### REQUIREMENTS
Repeat every record below exactly, but leave out any pictures.

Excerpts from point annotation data
+ + + + + + +
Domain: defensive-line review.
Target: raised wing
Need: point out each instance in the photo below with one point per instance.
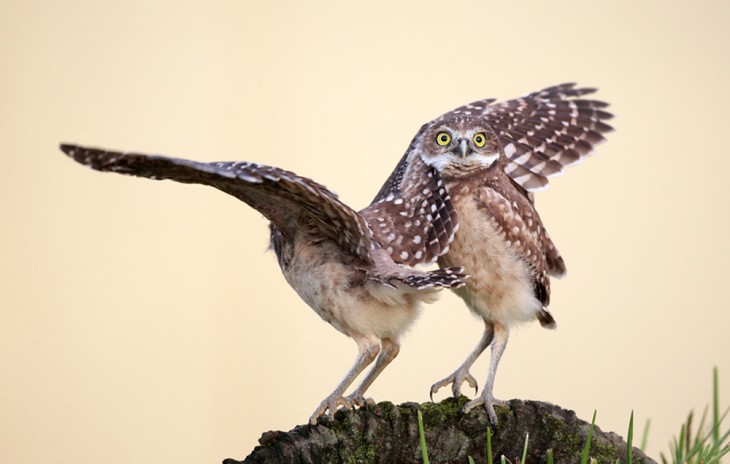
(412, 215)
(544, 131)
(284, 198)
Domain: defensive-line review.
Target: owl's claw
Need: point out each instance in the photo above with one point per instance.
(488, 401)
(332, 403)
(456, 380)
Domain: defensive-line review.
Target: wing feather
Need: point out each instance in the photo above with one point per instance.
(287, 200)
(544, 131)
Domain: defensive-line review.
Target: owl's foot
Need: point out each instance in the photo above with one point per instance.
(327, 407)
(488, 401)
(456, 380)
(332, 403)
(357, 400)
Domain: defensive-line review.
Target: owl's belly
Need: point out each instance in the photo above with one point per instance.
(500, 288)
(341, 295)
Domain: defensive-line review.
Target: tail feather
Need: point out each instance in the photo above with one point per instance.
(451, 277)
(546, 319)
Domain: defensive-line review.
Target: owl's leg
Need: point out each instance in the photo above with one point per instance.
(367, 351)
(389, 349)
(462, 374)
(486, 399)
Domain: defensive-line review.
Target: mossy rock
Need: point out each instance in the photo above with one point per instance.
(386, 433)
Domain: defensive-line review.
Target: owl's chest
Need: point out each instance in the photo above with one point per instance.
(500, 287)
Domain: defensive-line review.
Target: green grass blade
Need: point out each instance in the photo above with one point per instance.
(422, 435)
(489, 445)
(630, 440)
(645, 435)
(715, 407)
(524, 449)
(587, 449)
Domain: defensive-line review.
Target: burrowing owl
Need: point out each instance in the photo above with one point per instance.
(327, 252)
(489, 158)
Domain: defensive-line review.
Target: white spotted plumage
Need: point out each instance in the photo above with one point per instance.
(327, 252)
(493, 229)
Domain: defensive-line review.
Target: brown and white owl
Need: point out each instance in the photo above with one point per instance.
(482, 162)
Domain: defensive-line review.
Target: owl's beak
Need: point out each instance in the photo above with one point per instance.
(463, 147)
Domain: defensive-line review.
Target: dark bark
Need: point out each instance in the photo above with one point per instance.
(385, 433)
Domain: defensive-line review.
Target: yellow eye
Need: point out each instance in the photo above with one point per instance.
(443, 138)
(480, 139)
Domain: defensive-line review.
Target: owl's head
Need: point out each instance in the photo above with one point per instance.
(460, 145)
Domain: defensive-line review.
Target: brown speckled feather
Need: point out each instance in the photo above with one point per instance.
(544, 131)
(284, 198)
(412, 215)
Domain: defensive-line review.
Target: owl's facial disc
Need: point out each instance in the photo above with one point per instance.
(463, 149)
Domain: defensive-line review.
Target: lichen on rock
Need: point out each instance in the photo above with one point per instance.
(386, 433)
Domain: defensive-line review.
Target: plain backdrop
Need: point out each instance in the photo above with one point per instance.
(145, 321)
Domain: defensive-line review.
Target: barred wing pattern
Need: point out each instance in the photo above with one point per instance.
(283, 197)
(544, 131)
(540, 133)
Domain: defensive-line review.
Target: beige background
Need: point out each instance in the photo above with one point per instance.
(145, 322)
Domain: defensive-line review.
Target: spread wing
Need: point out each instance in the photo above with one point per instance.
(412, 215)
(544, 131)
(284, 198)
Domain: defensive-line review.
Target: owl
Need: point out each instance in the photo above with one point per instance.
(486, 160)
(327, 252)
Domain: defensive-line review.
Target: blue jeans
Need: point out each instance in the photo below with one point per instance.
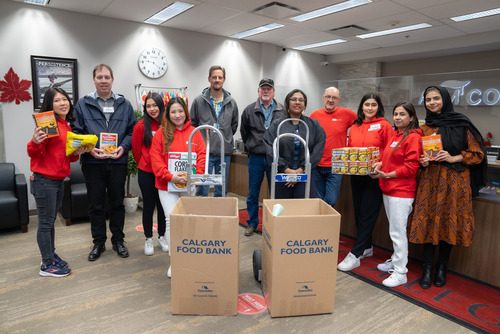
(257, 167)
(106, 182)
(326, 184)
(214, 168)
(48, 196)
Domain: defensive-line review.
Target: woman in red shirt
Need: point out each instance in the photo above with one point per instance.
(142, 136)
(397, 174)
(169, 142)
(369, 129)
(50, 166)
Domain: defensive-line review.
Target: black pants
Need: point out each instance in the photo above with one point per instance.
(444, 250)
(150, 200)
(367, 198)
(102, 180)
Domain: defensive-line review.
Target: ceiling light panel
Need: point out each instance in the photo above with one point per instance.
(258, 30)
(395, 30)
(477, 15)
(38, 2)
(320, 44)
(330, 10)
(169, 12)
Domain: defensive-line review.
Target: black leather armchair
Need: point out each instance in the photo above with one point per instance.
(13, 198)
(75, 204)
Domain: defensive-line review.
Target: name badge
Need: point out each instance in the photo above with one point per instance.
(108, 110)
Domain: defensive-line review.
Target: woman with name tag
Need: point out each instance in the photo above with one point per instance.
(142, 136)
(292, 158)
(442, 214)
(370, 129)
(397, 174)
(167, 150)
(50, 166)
+ + + + + + +
### OUTPUT BELOW
Domain: defensive-line review.
Target: raised wing
Need: point out each instance in the photo below with one point per instance.
(412, 215)
(544, 131)
(284, 198)
Domain: defensive-line review.
Target: owl's claw
Need: point out each instance in the photo above with one point per instance.
(488, 401)
(332, 403)
(456, 380)
Domain: defensive-line review.
Target: wing feather
Need: point out each instance in the photo above with one point per instance.
(287, 200)
(544, 131)
Domain: defensive-line review.
Target: owl's foot
Need: point out each instance in the photo above with one point per instance.
(327, 407)
(488, 401)
(456, 380)
(332, 403)
(357, 400)
Domain: defensive-line review.
Target: owl's belly
Need: point out each instance in the photo above with one point per instance.
(500, 288)
(341, 295)
Domain: defensive-line review.
Target: tail feather
Need: point out each instance in the photo above with one point per instance.
(451, 277)
(546, 319)
Domain: defensive-line review.
Target: owl's leg
Need: point out each instance in the photo above with one point per instance.
(367, 351)
(389, 349)
(462, 374)
(486, 399)
Domain: defensive-line review.
Target: mossy rock
Need: point out each instance in the photo above with one point per instance.
(386, 433)
Domain: defensive-line review.
Target: owl's chest
Need: point out each instance in the photo above with one point per instance.
(500, 287)
Domain: defensive-line review.
Target: green grass blade
Need: point out each instance in the photo above with one point per instance.
(422, 435)
(489, 445)
(630, 440)
(645, 435)
(715, 407)
(524, 449)
(587, 449)
Domain: defensive-line review.
Target: burrowing owl
Need: point out each instance in the photo above with one point per instance.
(327, 252)
(489, 158)
Domain: defensive-line review.
Target: white spotted plumage
Need: point out each instance in the photo above with one point per instance.
(327, 252)
(493, 229)
Domain: defensive-line review.
Target: brown and white owl
Need: point out each instance in the photo above with one point per instance.
(482, 162)
Domain: defensive-line review.
Target: owl's beak
Need: point out each instance in the photo above with one point per instance.
(463, 147)
Domain: defensive-line review.
Target: dark bark
Need: point out each instance in the photo above with one point per instance.
(385, 433)
Domain: defensive-line review.
Target: yellow eye
Need: point out each instance in the photo above with one point per instance.
(443, 138)
(480, 139)
Domain: defensive-line review.
Target: owl's head
Need: point out each instance in the photo above with one point per instance.
(460, 145)
Domain: defensive-line review.
Target: brown speckled feather
Need: point out each instance in the photo above with one point per instance.
(544, 131)
(284, 198)
(412, 215)
Domain: defensive-line review.
Target: owl's facial disc
Need: point out each instance in the photo above with one point per instance.
(463, 149)
Domain: defensive-line review.
Target: lichen on rock
Need: point out each instance in the photo above with one point per instance.
(386, 433)
Domain: defensive-line review.
Target: plain backdrop
Need: point out each instance in the photo above with one point per instance.
(145, 321)
Domain: defensive-line review.
Target: barred wing pattern
Need: point out each instance in the photo above with one point per instance.
(283, 197)
(544, 131)
(540, 133)
Domain: defensive-line review.
Target: beige background
Need: point out each instance in the photo above with one point per instance.
(145, 322)
Domain: defensive-line review.
Target: spread wing
Need: point out each instance in the photo above with one point per instance.
(412, 215)
(544, 131)
(284, 198)
Domain: defensive-line review.
Target: owl
Need: point out each instance in the photo above with one point per instance.
(486, 160)
(327, 252)
Domain: defensive-line review.
Target: blue jeans
Need: point out each instance in the photo below with one point per instance.
(257, 167)
(106, 182)
(326, 184)
(214, 168)
(48, 196)
Domain: defensive-line review.
Target: woman in red shirt
Need: point out each instance in the photo above with one point per instance.
(142, 136)
(397, 174)
(169, 142)
(369, 129)
(50, 166)
Domain: defensive-line review.
Target: black pants
Need: point out each instance in the photo above with one point per instance.
(444, 250)
(150, 200)
(367, 198)
(102, 180)
Domain: defensive-line review.
Target: ceiling light panel
Need: point out each instance in the photo above with one point per instance.
(258, 30)
(395, 30)
(477, 15)
(38, 2)
(320, 44)
(330, 10)
(169, 12)
Domain: defensive-line review.
Target: black leather armchair
Need: point out each instance in the photo above with one point per instance.
(13, 198)
(75, 204)
Domain: defensive-line review.
Target: name badge
Need: point out each instance in the photo above with one point per instance.
(108, 110)
Domain: defensive-line review.
Target: woman with name tag
Need: point out each instance in the photo above with one point per instance.
(142, 136)
(292, 158)
(442, 214)
(370, 129)
(397, 174)
(167, 150)
(50, 166)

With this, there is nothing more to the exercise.